Task: Could you write the entries out again, exactly as they appear?

[Point localization data]
==========

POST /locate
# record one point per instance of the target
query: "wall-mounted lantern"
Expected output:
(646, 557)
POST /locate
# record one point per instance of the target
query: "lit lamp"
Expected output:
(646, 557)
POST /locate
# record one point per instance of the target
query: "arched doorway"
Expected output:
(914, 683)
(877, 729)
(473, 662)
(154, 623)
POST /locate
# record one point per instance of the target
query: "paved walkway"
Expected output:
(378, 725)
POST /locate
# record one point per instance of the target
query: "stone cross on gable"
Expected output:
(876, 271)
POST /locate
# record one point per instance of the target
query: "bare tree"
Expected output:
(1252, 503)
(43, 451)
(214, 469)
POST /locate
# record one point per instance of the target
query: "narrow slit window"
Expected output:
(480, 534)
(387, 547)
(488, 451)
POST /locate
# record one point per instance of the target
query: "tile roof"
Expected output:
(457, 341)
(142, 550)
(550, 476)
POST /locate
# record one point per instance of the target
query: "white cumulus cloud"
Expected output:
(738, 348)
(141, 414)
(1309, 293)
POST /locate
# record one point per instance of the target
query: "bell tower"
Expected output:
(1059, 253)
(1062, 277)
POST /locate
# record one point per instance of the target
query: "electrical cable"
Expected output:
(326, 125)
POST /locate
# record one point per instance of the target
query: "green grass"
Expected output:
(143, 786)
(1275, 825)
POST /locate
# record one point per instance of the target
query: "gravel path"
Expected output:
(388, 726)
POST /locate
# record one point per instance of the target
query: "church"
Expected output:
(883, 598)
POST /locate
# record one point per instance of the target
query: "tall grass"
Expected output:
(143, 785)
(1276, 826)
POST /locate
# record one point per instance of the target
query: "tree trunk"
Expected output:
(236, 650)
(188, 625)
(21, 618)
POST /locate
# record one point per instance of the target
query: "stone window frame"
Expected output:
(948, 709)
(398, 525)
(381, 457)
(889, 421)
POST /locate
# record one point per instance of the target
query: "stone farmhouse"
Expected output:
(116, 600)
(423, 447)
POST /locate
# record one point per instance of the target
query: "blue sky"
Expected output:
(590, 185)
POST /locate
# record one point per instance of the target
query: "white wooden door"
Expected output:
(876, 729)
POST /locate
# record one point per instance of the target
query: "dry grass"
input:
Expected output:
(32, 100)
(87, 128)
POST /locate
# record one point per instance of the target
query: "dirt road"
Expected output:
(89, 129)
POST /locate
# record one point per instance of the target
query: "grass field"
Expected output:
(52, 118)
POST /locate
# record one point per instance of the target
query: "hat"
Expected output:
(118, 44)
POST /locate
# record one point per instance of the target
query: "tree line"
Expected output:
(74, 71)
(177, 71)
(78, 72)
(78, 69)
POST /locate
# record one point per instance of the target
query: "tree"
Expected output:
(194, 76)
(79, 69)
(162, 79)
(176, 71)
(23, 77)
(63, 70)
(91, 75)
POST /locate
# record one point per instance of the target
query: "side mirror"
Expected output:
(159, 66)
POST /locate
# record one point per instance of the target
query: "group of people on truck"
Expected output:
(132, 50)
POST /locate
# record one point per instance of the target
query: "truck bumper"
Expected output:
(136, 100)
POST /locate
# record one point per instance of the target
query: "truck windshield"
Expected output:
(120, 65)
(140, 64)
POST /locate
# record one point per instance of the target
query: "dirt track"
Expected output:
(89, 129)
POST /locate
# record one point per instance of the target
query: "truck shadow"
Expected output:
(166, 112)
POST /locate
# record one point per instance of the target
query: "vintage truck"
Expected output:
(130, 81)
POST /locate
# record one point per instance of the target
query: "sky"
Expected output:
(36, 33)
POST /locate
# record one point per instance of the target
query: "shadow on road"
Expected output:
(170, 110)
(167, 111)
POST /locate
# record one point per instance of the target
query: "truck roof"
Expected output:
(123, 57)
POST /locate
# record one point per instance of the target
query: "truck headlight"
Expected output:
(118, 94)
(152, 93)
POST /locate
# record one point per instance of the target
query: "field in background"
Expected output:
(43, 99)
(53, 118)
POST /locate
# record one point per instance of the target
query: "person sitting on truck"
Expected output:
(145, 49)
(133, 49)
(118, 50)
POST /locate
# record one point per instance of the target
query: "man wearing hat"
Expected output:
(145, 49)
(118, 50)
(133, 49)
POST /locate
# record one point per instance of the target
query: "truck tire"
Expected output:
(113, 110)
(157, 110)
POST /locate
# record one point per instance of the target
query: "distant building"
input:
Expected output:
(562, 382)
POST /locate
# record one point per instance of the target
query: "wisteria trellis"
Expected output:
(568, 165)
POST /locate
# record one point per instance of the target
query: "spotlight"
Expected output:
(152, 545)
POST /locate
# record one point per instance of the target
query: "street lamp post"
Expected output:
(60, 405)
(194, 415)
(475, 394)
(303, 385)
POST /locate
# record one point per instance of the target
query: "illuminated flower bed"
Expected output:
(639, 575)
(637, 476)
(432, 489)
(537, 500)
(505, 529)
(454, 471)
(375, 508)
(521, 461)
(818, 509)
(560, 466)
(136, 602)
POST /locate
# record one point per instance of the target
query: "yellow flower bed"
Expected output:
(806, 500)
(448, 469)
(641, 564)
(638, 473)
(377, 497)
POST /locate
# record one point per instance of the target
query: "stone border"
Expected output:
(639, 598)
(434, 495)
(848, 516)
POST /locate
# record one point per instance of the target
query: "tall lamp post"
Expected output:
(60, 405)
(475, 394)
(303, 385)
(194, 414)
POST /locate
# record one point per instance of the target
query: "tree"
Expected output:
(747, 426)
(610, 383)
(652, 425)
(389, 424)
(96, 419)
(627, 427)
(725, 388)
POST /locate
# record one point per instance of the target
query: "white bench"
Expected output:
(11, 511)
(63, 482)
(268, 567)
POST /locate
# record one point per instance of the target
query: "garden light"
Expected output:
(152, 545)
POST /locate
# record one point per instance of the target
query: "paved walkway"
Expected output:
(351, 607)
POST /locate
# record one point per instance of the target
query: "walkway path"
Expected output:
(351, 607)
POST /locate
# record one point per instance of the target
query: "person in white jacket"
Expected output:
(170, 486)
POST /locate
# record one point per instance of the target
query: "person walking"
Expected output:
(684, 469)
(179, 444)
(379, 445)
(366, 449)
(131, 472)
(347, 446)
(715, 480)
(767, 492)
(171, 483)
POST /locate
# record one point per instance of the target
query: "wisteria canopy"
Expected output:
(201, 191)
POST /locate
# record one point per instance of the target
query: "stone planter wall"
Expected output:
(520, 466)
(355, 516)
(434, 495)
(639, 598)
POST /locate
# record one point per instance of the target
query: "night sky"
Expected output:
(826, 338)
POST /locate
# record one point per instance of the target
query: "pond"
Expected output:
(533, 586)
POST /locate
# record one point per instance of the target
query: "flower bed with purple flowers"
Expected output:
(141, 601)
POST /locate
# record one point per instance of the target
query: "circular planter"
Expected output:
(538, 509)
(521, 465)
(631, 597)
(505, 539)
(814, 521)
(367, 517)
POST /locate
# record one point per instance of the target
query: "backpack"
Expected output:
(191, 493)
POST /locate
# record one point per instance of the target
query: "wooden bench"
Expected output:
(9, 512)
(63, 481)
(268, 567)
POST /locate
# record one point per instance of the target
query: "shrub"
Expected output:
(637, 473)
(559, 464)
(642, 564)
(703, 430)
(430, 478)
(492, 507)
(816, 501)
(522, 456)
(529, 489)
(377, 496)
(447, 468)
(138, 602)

==========

Solution to the problem:
POST /locate
# record one point per instance of the target
query: "wall-mounted lantern"
Expected output:
(646, 557)
POST /locate
# record one point per instance of the target
query: "lit lamp"
Expected output:
(646, 557)
POST /locate
# record one point per instance of the target
query: "arched doorway"
Expected output:
(914, 683)
(877, 729)
(473, 662)
(154, 623)
POST /locate
# record one point per instance of the target
query: "paved walkway"
Expected output:
(378, 725)
POST /locate
# record one point per instance of the target
query: "stone cross on gable"
Expected output:
(876, 271)
POST /locate
# record one point per instance of the target
query: "bare tree"
Expected output:
(1252, 503)
(43, 451)
(214, 469)
POST /locate
# record one point per instance of the target
query: "narrow slit window"
Expected output:
(480, 534)
(387, 547)
(488, 451)
POST /locate
# record one point per instance of the target
query: "tile roof"
Expected output:
(457, 341)
(142, 550)
(550, 476)
POST /locate
# record one point per instance of the target
query: "white cumulus cloud"
Expected output:
(738, 348)
(141, 414)
(1309, 293)
POST /locate
# record one point per instance of the target
query: "bell tower"
Expected output:
(1059, 253)
(1062, 277)
POST /locate
# record one point per instance of the target
query: "electrical cable"
Expected output:
(326, 125)
POST /locate
# record one point per instance of the target
query: "green grass"
Expected output:
(143, 786)
(1275, 825)
POST /locate
# record one point per instance of the target
query: "gravel path"
Expected output:
(388, 726)
POST /locate
# record one point per instance of the target
query: "church"
Expected output:
(883, 598)
POST /locate
# record one point per instance of the target
query: "tall grass"
Expected output:
(143, 785)
(1276, 826)
POST /locate
# record one point per instance of the target
query: "tree trunk"
Expected output:
(236, 650)
(188, 625)
(21, 618)
POST /locate
# record one point per instance of the target
query: "stone window frame"
Expected output:
(948, 709)
(398, 525)
(381, 457)
(889, 421)
POST /locate
# record one point per instance of the target
query: "stone farmhouse"
Expected output:
(116, 600)
(423, 447)
POST /locate
# record one point per instance of the target
query: "blue sky"
Expected output:
(590, 185)
POST /locate
# record one point per instance of the target
query: "white wooden door"
Expected output:
(876, 729)
POST /locate
# record one point per instance of the target
query: "dry grass"
input:
Expected output:
(32, 100)
(87, 128)
POST /locate
# record one point per instance of the target
query: "dirt road"
Expected output:
(89, 129)
POST /locate
# record one point per instance of the target
query: "grass field"
Expected output:
(52, 118)
POST /locate
# record one point per instance of the target
query: "hat"
Expected output:
(118, 44)
POST /locate
# record one point per instance of the target
query: "tree line"
Expected output:
(74, 71)
(177, 71)
(78, 72)
(78, 69)
POST /locate
# record one point per instance of the target
query: "tree"
Expected output:
(194, 76)
(79, 69)
(162, 79)
(176, 71)
(23, 77)
(63, 70)
(91, 75)
POST /locate
# record one point per instance of the target
query: "side mirror"
Expected output:
(159, 66)
POST /locate
# record one point per instance of the target
query: "group of people on truck"
Expected output:
(132, 50)
POST /locate
# record one point per instance of the target
query: "truck bumper"
Expected output:
(136, 100)
POST /locate
# record one point per instance of the target
query: "truck windshield"
Expected output:
(120, 65)
(140, 64)
POST /locate
# record one point per instance of the target
query: "dirt track"
Expected output:
(89, 129)
POST /locate
# record one point per instance of the target
query: "truck shadow"
Expected output:
(166, 112)
POST /locate
# record one point per instance of the target
query: "vintage truck"
Expected output:
(130, 81)
POST /locate
# record one point per instance of the target
query: "sky"
Expected output:
(36, 33)
POST /locate
# record one point per instance of the target
query: "shadow on road"
Expected output:
(170, 110)
(167, 111)
POST /locate
# record one point per instance of the target
query: "truck roof"
Expected output:
(123, 57)
POST /locate
# record one point per instance of the target
query: "truck headlight"
Expected output:
(118, 94)
(152, 93)
POST /locate
# record one point per instance of the target
query: "field in background"
Expected output:
(43, 99)
(53, 118)
POST /locate
# record one point per instance of the target
query: "person sitting on truck"
Expected output:
(145, 49)
(133, 49)
(118, 50)
POST /locate
# record one point per instance of the target
query: "man wearing hat"
Expected output:
(145, 49)
(118, 50)
(133, 49)
POST /locate
# record one point per instance of the target
query: "truck tire"
Expected output:
(113, 110)
(157, 110)
POST /locate
# record one point per instance of the target
query: "distant building"
input:
Expected output:
(562, 382)
POST /locate
# record one point per instance of the target
query: "wisteria trellis"
Expected output:
(568, 165)
POST /locate
# record one point per instance of the target
query: "spotlight"
Expected output:
(152, 545)
POST /locate
# record one point per instance of the target
query: "street lamp post"
Expected output:
(60, 405)
(194, 415)
(475, 394)
(303, 385)
POST /locate
# record one point per instance of the target
query: "illuminated flower bed"
Expected output:
(639, 575)
(637, 476)
(432, 489)
(537, 500)
(505, 529)
(454, 471)
(375, 508)
(521, 461)
(818, 509)
(560, 466)
(136, 602)
POST /locate
# record one point per instance of the target
query: "yellow flower bed"
Expected output:
(806, 500)
(448, 469)
(641, 564)
(638, 473)
(377, 497)
POST /locate
# record one point per instance of the target
query: "stone border"
Expected output:
(639, 598)
(434, 495)
(848, 516)
POST /locate
# record one point per instance of the target
query: "tall lamp post"
Expected output:
(60, 405)
(475, 394)
(303, 385)
(194, 414)
POST /locate
# record one point per instance of the target
query: "tree"
Expected output:
(747, 426)
(610, 383)
(652, 425)
(389, 424)
(96, 419)
(627, 427)
(725, 388)
POST /locate
# record one point per instance of the target
query: "white bench"
Expected output:
(11, 511)
(63, 482)
(268, 567)
POST /locate
# record one point per instance of the target
query: "garden light"
Expected output:
(152, 545)
POST /locate
# record one point per instance of the target
query: "paved walkway"
Expected output:
(351, 607)
POST /locate
# record one point per instance of the target
query: "walkway path"
Expected output:
(351, 607)
POST /locate
# record one point per instance of the target
query: "person in white jacket"
Expected output:
(170, 486)
POST /locate
# record one point per instance of the target
query: "person walking"
Expected output:
(684, 469)
(179, 444)
(379, 445)
(366, 449)
(131, 472)
(347, 446)
(715, 480)
(767, 492)
(171, 483)
POST /locate
# record one point per instance of the target
query: "wisteria canopy"
Expected output:
(201, 191)
POST /locate
# record one point per instance of the target
query: "stone planter wall"
Expected output:
(520, 466)
(355, 516)
(434, 495)
(639, 598)
POST /locate
# record one point per instance of the target
query: "night sky"
Expected output:
(826, 338)
POST /locate
# record one point per instance of the target
query: "pond"
Expected output:
(533, 586)
POST /locate
# record one point per instance of the target
query: "flower bed with purple flowers"
Expected output:
(141, 601)
POST /locate
# record one point per instance of the target
query: "circular planter"
Expected output:
(538, 509)
(521, 465)
(631, 597)
(505, 539)
(814, 521)
(367, 517)
POST /locate
# record one point per instance of the target
query: "backpack"
Expected output:
(191, 493)
POST /locate
# record one point per instance of the target
query: "wooden bench"
Expected output:
(9, 512)
(63, 481)
(268, 567)
POST /locate
# record one point per instance of the target
query: "shrub"
Expected output:
(637, 473)
(559, 464)
(642, 564)
(703, 430)
(430, 478)
(492, 507)
(816, 501)
(522, 456)
(529, 489)
(377, 496)
(447, 468)
(138, 602)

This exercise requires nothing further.